→ **INSTRUCTIONS FOR THE TASK**:
Each line starting at the one that contains "[(93, 225), (12, 365)]" and ending at the one that contains "out the woman's" must be returned exactly, and the rest of the listing is left out.

▼

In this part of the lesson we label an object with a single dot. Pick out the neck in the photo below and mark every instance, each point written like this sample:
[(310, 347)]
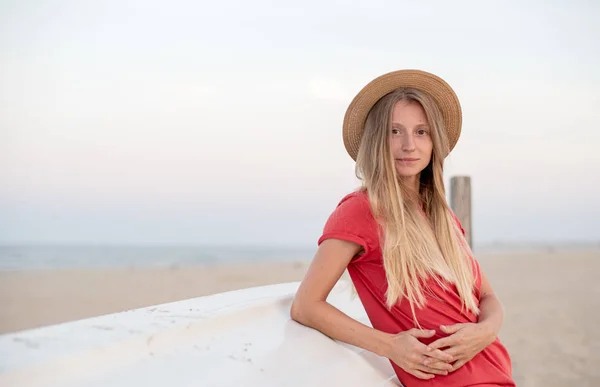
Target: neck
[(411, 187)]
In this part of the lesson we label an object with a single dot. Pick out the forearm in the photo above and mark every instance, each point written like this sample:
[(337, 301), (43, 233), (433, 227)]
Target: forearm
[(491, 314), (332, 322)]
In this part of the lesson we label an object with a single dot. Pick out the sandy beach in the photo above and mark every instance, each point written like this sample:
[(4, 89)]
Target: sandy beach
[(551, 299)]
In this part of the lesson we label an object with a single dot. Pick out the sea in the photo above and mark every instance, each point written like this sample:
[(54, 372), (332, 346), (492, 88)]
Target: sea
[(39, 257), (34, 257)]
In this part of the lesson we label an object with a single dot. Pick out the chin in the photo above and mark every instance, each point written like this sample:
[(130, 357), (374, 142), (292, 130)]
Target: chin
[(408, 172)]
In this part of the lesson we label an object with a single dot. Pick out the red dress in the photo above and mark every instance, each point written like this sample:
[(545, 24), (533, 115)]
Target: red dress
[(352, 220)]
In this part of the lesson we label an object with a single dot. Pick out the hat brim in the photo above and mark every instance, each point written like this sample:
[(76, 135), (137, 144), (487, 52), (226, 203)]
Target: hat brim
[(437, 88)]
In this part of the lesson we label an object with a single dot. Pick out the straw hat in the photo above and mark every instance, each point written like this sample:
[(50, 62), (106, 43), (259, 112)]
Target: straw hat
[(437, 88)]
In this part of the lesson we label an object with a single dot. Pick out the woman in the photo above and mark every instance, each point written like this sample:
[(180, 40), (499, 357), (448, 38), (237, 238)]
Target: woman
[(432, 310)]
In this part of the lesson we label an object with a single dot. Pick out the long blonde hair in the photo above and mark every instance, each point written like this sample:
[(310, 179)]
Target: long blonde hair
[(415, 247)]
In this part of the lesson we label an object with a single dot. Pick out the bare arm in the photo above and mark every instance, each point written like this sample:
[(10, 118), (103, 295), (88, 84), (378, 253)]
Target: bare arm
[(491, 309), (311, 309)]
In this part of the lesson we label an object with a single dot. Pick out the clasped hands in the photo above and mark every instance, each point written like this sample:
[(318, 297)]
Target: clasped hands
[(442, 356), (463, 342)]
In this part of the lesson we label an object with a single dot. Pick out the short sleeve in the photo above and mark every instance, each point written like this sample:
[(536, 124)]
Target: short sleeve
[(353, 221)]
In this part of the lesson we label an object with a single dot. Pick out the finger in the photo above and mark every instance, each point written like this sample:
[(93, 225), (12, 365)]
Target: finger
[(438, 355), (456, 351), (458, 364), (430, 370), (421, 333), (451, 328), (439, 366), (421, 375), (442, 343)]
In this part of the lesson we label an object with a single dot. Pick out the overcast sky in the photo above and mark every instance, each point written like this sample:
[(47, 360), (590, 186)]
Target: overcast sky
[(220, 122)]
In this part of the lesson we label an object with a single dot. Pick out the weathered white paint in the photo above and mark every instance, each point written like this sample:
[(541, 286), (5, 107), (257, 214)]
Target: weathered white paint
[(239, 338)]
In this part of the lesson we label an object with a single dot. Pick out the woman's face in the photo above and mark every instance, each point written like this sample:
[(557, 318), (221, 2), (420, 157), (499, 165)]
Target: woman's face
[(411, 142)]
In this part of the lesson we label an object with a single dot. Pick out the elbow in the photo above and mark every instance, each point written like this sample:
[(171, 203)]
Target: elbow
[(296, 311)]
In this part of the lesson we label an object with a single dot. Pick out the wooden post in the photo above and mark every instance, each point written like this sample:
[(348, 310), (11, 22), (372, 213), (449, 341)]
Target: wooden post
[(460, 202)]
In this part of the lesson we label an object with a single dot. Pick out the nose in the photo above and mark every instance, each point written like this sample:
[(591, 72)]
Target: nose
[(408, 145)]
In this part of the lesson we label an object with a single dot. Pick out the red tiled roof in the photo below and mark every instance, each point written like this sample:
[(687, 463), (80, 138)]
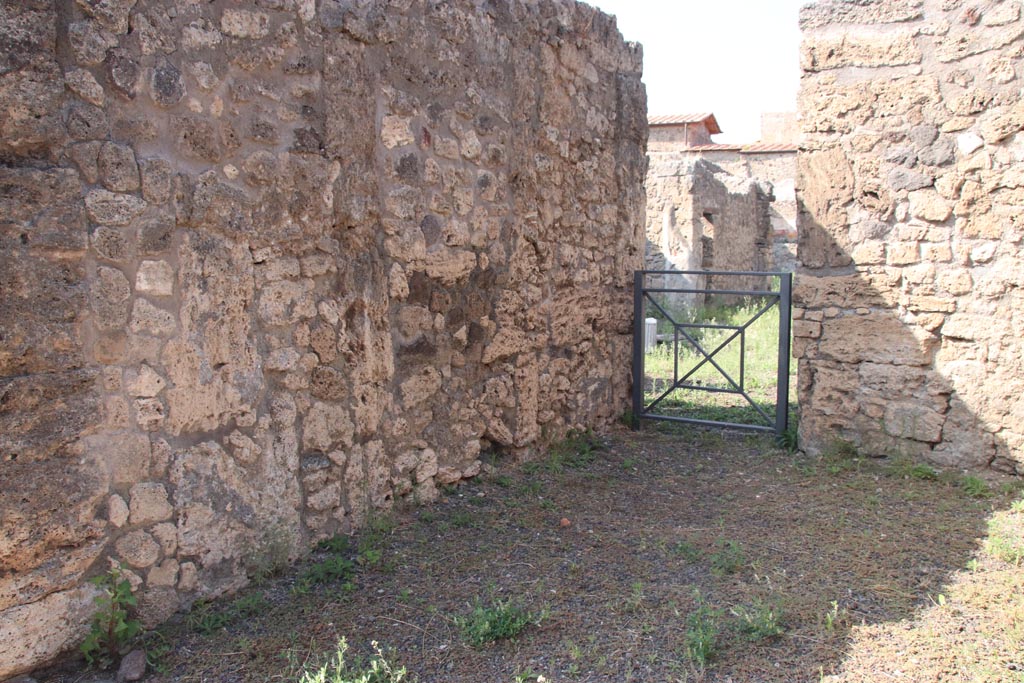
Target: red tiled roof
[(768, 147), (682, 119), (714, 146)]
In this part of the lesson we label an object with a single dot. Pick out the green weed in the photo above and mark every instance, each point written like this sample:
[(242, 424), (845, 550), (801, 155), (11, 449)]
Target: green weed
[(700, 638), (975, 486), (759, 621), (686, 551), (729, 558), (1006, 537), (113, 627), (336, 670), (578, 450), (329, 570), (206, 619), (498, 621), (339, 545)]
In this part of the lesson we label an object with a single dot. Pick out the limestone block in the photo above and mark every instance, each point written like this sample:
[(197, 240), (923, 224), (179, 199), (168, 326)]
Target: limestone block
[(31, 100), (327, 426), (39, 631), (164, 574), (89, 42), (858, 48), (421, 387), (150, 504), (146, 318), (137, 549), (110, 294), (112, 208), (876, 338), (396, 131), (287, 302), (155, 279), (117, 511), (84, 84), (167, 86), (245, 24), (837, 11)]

▲

→ **ANSWER**:
[(93, 225), (12, 365)]
Target: finger
[(438, 355), (456, 351), (458, 364), (430, 370), (421, 333), (451, 328), (439, 366), (421, 375), (442, 343)]
In this part of the lesson we label an object with a single dot. Pick out the overcast sky in the photo above and mark every instance, each point written like this sample:
[(47, 360), (590, 186)]
Target: overcast sky
[(220, 122)]
In this part of the lesson we label an object with a single dot. Pick out the weathered white paint in the photo above and mark every instance, each point written like this sample:
[(541, 286), (5, 107), (257, 214)]
Target: weathered white paint
[(239, 338)]
In this part of the lesson we label an object with a single dot. Pick out the woman's face in the photo above and mark every instance, each point written like this sample:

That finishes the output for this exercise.